• **SUPPLIED TEXT**:
************

We made our trek west bright and early Friday morning for the Lake Tahoe Ironman. A couple of months ago I asked Nic if he would be willing to come along as my support staff for the race, and he graciously agreed. This stuff is interesting to him, an avid road biker and swimmer, although he thinks anyone who does Ironman races is crazy and he emphatically explains (to anyone who asks) that he has no interest in engaging in something so “stupid, thankyouverymuch.”
I met Nic through road biking earlier this year and it was through this sort of thing that we bonded so it was good to have someone come along to Tahoe with me who knew a little something about what I would be doing and could help me prepare for the race.
Bob and Cathie drove out to Tahoe as well, arriving a day after us. We had to get to Tahoe a little earlier to begin the logistics nightmare that is Ironman race preparation, including an intensive check-in process, the packing of half a dozen colored bags with supplies and clothes, dropping the bags and bike off at various locations, and then spending the rest of the day experiencing terrorizing realizations that something didn’t get packed or did get packed but into the wrong bag.
This race was slightly more complicated than usual. The unpredictable weather made it actually really difficult to plan what clothes to pack and which clothes to put in each bag, which required me to largely guess as to what I might want at different points of the potentially 17-hour race, which would begin at 7:00 AM and could extend as late as midnight.

************

• **GIVEN ENTRIES**:
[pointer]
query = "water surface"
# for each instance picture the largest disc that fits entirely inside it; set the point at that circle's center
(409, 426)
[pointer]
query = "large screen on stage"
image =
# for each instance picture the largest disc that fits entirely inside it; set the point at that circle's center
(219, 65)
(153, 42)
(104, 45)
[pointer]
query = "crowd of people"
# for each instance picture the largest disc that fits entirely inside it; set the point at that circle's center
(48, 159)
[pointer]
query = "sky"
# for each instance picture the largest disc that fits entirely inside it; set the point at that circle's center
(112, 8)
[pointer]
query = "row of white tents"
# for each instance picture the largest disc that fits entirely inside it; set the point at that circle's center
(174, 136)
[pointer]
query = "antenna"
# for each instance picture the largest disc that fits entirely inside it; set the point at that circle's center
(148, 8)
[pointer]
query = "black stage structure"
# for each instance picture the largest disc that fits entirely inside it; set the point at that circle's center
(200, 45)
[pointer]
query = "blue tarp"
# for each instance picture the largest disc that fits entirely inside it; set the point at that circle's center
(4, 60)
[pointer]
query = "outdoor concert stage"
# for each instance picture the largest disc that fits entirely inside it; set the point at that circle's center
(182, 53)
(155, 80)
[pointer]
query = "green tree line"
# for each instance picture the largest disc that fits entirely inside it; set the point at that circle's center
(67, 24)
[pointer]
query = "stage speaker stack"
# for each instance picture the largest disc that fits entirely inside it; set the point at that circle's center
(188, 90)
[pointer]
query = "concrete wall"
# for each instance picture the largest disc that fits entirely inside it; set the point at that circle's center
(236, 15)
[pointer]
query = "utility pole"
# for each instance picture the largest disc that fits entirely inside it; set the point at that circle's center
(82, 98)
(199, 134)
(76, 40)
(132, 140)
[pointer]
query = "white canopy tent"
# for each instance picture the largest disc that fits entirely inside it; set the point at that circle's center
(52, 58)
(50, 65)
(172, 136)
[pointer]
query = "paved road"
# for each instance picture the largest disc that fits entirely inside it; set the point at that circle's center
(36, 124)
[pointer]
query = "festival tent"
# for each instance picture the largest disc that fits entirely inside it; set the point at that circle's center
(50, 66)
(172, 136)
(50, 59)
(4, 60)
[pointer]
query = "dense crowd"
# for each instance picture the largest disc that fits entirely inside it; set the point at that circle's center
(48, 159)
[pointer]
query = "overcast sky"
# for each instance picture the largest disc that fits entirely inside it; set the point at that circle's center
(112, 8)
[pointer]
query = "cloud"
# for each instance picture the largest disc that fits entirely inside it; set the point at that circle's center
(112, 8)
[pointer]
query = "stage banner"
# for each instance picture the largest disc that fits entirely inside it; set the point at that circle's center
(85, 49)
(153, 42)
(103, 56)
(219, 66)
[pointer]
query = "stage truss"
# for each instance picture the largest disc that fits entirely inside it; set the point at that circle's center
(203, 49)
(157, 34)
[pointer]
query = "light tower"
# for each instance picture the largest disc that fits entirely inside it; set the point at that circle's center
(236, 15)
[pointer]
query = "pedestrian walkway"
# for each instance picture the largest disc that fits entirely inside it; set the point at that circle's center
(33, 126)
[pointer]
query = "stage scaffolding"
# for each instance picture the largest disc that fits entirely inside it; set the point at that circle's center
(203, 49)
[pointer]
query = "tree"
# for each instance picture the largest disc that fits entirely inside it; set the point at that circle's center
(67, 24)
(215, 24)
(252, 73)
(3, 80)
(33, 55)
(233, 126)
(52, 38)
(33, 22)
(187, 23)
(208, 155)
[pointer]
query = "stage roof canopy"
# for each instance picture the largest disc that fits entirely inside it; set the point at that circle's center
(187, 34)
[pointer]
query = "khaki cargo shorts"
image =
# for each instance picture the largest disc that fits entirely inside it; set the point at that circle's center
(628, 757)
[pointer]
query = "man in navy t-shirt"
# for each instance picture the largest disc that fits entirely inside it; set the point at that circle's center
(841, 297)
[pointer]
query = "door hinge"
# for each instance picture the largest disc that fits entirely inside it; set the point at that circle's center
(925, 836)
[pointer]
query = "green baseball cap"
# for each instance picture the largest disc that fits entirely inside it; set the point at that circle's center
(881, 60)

************

• **SET TASKS**:
a. Could you return, word for word, the stretch of the Lake Tahoe Ironman post above from "I met Nic through" through "the wrong bag."?
b. Can you carry the Lake Tahoe Ironman post above further, picking up right after its final sentence?

• **RESPONSES BY TASK**:
a.
I met Nic through road biking earlier this year and it was through this sort of thing that we bonded so it was good to have someone come along to Tahoe with me who knew a little something about what I would be doing and could help me prepare for the race.
Bob and Cathie drove out to Tahoe as well, arriving a day after us. We had to get to Tahoe a little earlier to begin the logistics nightmare that is Ironman race preparation, including an intensive check-in process, the packing of half a dozen colored bags with supplies and clothes, dropping the bags and bike off at various locations, and then spending the rest of the day experiencing terrorizing realizations that something didn’t get packed or did get packed but into the wrong bag.

b.
The anxiety built over the course of the two days in Tahoe leading up to Ironman. It was strange to wander Tahoe, engaging in race preparation. There was a lot of nostalgia for a time just over two years ago when I first attempted Ironman. I remembered those first-time butterflies. The fear of the unknown. The excitement Daniel and I had as we drove to St. George to accomplish a goal we had worked so long and hard to accomplish.
I felt some bad nostalgia, too. The feelings we had after the excessive winds blew in that day and prevented us from making it beyond mile 70 of the biking portion of the triathlon. It was devastating. And I’ll never forget the feeling I had two years ago as I walked back to the hotel from the course, defeated and disappointed.
I stayed positive in Tahoe this weekend, excited for the opportunity to finish the unfinished business. Older and wiser this time, I knew that I was much more prepared to fight my way to the finish line. I knew, also, that I had trained much harder and longer for this race than I had for St. George in 2012.
I began my training for Tahoe almost one year ago. It has largely governed my life. Countless hours on the bike, or in the pool, or on the streets have contributed to the cause. I’ve dreamed of the moment that I would cross that finish line and accomplish a goal I have dreamed about for nearly 15 years now.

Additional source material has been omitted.